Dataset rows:

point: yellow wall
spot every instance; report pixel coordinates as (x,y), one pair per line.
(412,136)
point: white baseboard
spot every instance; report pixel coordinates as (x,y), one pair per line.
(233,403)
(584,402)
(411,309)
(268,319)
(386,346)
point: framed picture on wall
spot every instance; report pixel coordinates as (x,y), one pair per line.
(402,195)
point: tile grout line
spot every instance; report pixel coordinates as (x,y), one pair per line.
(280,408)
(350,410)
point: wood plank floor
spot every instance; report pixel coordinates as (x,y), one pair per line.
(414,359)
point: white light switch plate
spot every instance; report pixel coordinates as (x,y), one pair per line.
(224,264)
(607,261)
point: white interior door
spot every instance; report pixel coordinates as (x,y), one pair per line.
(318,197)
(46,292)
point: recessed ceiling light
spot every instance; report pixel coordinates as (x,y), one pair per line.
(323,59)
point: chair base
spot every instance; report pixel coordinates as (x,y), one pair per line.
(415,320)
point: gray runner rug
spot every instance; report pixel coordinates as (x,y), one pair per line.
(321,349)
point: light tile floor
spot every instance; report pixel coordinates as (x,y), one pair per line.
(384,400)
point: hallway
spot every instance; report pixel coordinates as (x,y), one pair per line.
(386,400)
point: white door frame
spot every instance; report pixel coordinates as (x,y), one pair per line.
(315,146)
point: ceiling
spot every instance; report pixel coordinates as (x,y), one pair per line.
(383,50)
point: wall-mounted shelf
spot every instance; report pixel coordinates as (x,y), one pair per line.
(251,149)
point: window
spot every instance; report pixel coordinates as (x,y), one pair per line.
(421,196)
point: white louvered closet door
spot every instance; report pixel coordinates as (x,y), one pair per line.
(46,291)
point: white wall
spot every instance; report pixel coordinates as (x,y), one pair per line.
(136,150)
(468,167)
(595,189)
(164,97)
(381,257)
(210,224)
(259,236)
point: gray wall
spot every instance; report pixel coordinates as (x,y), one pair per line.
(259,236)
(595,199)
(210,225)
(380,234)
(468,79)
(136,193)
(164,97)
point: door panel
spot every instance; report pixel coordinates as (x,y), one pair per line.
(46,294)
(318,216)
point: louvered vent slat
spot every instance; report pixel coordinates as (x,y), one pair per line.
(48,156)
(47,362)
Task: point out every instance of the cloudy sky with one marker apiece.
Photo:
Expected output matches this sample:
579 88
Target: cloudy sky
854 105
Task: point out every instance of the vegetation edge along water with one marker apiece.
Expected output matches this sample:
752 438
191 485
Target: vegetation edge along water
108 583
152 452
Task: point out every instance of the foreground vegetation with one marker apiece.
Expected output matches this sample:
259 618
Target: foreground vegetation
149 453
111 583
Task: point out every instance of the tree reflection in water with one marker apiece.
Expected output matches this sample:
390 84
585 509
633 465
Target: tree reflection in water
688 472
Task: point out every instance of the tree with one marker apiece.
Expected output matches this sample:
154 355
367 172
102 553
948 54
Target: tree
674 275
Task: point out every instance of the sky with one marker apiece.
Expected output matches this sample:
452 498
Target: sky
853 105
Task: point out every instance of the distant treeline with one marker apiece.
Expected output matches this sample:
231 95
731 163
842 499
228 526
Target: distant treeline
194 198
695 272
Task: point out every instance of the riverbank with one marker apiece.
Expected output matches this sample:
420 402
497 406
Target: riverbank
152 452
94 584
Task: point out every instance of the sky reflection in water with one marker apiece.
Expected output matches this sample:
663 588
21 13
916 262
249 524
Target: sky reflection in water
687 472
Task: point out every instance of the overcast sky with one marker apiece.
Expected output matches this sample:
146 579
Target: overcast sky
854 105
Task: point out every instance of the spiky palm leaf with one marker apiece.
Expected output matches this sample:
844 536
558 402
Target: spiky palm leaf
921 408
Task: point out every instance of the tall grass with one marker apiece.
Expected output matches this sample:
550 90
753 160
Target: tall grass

Work required: Rewrite everything from the line containing "Task: point out every instance of the tall" down to the end of the listing, replacing "tall grass" with "reed bed" and leaving all else unchanged.

Problem solution:
Task: point out every instance of the reed bed with one marker apiece.
Expected output matches this sample:
550 90
753 160
Target: reed bed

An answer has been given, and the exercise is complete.